* RECORDS FOR THIS EXERCISE
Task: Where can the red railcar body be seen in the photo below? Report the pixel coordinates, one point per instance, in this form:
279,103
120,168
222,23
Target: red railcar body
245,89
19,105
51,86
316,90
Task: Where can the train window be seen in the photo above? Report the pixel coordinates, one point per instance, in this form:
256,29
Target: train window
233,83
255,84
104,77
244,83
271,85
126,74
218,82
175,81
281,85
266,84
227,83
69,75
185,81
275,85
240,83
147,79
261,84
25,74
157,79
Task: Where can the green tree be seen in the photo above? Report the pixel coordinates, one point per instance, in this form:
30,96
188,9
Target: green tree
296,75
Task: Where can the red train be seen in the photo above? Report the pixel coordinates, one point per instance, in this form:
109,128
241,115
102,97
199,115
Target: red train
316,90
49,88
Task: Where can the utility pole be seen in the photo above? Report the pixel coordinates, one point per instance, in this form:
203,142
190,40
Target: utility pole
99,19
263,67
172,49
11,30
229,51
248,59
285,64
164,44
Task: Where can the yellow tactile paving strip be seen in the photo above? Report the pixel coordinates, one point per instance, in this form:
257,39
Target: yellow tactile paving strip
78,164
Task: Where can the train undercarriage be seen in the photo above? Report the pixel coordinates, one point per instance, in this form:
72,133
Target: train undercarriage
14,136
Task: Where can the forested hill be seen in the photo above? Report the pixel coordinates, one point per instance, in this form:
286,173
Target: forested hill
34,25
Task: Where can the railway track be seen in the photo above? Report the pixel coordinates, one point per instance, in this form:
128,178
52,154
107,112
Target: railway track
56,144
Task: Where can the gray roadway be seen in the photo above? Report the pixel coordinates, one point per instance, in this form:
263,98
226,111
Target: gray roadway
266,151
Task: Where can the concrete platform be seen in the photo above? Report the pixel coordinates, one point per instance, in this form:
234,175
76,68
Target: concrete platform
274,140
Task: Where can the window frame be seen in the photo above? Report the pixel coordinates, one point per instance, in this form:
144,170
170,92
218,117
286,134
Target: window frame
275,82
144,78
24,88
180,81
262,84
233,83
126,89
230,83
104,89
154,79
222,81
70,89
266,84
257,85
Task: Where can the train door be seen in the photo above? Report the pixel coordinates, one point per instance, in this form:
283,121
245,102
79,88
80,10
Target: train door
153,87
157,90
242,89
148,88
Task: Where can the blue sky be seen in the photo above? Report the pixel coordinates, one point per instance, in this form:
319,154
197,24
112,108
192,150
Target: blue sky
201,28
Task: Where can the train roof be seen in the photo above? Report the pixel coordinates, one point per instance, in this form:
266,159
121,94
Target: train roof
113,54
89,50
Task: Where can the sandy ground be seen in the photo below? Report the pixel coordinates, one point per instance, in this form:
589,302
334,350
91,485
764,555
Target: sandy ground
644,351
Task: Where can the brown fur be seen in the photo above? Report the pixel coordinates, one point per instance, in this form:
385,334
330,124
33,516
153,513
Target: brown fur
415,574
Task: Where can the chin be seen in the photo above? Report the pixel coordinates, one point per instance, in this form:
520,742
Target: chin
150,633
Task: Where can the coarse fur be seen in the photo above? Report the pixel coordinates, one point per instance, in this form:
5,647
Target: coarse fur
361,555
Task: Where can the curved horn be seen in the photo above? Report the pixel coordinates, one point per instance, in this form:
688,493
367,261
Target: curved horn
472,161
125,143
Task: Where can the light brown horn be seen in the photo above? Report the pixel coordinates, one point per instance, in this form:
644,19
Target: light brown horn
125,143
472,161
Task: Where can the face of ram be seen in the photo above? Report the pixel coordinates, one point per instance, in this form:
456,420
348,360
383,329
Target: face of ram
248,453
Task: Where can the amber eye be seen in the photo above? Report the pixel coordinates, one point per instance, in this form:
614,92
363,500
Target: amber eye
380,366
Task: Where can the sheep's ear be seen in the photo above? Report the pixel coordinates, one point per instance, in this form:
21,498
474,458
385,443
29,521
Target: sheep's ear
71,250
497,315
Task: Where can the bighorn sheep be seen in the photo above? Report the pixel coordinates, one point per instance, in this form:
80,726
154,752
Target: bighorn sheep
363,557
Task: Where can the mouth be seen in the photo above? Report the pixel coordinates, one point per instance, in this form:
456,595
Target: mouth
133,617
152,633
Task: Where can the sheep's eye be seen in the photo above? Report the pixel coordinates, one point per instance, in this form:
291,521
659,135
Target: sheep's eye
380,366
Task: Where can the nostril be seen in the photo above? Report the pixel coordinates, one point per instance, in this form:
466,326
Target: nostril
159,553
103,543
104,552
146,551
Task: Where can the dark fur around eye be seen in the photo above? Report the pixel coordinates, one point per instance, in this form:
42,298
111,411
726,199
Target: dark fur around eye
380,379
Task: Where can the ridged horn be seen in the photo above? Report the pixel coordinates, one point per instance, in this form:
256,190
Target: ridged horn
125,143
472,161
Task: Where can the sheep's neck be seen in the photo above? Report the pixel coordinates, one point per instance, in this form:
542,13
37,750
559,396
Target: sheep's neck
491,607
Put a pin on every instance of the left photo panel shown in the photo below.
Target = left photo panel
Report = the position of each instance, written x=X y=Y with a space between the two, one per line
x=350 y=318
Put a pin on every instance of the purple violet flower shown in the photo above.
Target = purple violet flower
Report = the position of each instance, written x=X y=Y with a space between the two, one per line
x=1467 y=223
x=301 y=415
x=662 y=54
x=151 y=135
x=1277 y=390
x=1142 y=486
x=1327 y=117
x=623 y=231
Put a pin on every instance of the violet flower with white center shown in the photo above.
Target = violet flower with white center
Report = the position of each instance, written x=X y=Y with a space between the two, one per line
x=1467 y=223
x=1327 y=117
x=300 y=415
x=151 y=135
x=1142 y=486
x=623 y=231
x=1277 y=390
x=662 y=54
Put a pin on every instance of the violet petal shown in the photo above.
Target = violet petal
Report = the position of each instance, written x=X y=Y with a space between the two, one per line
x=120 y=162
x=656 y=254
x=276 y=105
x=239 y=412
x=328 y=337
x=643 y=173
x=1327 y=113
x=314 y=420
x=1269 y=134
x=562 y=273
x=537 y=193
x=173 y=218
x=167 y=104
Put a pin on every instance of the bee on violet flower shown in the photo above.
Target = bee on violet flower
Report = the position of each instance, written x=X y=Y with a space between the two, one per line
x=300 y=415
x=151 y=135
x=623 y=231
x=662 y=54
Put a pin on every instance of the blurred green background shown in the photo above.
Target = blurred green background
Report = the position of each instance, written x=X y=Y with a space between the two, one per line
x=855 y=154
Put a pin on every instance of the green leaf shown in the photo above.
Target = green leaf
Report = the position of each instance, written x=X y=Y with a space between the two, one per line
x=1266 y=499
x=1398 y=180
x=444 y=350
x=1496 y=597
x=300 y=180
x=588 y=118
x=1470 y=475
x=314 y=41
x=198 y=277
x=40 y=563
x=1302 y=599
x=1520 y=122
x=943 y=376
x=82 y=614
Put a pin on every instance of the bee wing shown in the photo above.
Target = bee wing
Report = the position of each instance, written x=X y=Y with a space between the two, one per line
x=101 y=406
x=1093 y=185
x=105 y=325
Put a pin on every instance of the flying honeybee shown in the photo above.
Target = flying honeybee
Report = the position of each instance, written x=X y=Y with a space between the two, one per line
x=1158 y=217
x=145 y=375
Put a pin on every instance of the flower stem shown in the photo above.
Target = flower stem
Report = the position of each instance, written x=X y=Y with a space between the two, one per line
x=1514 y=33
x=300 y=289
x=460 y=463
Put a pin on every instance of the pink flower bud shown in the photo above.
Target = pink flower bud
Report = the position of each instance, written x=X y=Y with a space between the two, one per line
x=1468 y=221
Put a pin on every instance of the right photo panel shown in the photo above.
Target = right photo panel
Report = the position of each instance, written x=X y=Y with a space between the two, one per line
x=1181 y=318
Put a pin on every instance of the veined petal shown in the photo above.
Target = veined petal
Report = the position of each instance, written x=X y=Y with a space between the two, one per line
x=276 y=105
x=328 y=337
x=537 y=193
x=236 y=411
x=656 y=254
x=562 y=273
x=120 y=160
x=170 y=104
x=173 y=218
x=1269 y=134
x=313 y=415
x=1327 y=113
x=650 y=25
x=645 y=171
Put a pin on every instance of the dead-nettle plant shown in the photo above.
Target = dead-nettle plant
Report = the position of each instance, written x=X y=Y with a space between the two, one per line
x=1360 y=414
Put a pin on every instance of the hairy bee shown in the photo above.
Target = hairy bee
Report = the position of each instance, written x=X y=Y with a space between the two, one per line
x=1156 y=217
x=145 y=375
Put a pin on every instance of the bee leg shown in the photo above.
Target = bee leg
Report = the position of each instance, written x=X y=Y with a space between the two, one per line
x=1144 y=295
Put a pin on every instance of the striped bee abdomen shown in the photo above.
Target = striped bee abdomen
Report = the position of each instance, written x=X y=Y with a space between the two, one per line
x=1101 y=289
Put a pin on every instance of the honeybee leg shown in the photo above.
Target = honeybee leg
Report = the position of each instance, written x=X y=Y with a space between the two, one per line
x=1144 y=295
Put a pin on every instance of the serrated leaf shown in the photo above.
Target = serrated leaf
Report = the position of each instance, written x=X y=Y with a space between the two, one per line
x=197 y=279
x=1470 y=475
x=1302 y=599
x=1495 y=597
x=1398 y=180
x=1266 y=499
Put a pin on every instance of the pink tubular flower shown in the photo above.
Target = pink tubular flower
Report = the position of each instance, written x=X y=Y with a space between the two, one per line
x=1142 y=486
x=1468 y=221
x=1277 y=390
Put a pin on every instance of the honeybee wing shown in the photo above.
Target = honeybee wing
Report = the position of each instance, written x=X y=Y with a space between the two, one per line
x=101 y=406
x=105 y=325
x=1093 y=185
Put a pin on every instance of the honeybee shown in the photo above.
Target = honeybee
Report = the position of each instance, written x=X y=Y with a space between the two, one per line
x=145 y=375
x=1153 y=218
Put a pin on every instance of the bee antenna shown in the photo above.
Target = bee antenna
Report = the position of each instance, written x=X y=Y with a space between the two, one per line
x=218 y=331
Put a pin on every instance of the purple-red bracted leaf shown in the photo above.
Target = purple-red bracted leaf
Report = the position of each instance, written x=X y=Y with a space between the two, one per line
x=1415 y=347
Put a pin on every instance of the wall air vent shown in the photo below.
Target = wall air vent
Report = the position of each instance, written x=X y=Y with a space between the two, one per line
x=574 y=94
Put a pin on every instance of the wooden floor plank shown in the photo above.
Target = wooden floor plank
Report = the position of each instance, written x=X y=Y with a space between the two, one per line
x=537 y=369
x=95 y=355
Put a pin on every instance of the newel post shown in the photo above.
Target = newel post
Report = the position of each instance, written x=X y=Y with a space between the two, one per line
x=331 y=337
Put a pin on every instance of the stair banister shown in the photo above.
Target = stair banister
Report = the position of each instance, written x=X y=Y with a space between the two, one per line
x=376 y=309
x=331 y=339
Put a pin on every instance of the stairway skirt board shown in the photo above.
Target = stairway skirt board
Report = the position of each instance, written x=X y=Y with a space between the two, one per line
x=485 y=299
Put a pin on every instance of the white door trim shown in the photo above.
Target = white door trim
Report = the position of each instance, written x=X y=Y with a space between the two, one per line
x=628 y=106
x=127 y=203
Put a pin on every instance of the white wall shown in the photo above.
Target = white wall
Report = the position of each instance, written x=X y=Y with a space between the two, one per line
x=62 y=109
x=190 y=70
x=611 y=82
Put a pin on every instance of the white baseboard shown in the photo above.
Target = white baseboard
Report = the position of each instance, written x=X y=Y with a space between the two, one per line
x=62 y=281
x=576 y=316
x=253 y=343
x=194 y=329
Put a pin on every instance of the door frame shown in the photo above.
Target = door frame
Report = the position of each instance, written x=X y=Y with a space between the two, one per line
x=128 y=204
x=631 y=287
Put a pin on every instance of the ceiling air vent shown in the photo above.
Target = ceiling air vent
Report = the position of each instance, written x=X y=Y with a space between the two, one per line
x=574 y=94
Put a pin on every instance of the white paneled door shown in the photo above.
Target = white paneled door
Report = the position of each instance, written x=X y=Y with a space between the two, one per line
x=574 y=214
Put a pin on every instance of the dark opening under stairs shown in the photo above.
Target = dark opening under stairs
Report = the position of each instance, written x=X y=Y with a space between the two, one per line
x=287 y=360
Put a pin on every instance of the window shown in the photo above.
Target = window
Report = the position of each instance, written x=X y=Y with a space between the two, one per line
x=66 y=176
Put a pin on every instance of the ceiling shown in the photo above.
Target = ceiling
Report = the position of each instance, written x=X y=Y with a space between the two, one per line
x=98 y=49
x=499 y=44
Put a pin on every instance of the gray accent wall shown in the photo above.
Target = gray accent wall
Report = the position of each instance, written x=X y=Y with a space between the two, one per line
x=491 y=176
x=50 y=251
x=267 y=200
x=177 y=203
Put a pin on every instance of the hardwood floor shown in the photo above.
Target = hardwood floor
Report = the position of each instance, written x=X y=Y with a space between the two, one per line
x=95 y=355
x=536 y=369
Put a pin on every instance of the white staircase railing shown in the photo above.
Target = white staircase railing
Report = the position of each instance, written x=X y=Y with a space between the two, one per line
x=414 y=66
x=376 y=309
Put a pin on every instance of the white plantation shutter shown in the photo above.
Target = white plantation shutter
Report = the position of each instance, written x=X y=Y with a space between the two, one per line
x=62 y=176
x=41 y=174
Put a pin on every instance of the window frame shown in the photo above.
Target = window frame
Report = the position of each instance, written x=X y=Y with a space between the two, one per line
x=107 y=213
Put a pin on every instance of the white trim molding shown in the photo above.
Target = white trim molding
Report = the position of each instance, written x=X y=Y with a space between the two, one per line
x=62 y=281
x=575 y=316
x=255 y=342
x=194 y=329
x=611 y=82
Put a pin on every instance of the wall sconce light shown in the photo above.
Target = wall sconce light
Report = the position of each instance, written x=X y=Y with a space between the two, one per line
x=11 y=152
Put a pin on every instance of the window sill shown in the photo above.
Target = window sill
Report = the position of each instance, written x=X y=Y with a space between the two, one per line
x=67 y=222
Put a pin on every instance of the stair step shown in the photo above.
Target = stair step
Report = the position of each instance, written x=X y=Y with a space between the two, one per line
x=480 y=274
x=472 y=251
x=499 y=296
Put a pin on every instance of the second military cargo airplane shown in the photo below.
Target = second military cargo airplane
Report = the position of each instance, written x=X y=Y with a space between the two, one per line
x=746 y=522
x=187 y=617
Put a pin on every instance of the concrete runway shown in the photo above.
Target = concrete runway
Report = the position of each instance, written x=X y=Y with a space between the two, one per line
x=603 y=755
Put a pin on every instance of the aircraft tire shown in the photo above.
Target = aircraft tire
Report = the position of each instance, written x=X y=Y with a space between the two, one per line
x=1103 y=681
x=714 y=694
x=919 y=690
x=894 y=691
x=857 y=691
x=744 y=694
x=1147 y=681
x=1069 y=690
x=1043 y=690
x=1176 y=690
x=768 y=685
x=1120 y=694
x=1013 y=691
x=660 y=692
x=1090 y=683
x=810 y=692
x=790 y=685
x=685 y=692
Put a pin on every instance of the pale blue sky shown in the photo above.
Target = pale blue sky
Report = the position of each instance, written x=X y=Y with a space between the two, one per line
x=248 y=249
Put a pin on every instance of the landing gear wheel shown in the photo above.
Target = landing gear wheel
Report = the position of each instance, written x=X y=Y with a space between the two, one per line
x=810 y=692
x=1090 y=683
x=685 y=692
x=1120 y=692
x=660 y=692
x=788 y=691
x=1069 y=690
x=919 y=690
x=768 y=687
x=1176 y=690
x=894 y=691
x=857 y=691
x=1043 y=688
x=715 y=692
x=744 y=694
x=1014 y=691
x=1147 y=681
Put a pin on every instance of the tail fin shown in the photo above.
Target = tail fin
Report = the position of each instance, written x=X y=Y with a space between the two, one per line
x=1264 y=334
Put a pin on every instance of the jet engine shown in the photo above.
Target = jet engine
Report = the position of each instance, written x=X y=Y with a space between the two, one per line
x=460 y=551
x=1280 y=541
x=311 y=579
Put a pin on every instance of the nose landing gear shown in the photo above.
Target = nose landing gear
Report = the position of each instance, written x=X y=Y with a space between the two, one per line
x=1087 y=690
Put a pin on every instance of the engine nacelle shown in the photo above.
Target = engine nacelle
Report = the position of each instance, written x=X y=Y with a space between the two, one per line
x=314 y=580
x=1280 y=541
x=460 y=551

* EXERCISE PROMPT
Gather up every line in the data above that contains the word "right", copying each one.

* RESULT FOR THIS TASK
Put a pin on every instance of the right photo panel shown in the photo above.
Target = right photo panel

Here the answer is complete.